====== Provided records

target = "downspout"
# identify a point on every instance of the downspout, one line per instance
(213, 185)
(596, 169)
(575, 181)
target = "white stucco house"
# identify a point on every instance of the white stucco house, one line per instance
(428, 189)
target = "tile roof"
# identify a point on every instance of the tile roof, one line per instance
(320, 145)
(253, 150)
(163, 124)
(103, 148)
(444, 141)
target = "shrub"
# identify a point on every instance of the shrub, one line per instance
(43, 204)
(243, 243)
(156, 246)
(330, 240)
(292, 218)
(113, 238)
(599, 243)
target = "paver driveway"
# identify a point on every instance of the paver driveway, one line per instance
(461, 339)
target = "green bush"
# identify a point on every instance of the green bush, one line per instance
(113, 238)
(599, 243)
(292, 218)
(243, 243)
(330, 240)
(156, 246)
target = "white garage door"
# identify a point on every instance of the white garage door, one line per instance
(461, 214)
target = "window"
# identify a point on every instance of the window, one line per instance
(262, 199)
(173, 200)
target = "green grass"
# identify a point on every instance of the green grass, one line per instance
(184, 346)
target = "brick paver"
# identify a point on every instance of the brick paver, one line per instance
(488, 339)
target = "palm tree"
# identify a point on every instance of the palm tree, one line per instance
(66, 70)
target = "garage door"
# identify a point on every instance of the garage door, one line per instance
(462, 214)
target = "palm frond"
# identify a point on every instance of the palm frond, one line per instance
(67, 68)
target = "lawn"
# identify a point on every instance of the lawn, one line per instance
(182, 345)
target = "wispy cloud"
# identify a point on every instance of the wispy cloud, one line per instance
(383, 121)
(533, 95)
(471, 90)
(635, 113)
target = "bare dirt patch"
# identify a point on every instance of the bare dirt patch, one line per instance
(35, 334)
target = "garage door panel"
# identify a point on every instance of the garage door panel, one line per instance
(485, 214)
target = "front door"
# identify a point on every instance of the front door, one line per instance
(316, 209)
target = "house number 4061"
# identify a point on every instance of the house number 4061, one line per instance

============
====== Provided records

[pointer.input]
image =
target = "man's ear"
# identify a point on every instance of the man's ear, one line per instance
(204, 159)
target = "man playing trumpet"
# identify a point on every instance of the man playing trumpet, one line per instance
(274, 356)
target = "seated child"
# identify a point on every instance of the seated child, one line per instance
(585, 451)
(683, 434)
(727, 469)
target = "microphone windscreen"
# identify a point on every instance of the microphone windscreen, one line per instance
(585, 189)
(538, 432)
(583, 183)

============

■ **Required work**
Which lines in the data contain the string "windscreen"? Report each of those lines in full.

■ **Solution**
target = "microphone windscreen"
# identify a point on every instance of the microphone windscreen, one line per instance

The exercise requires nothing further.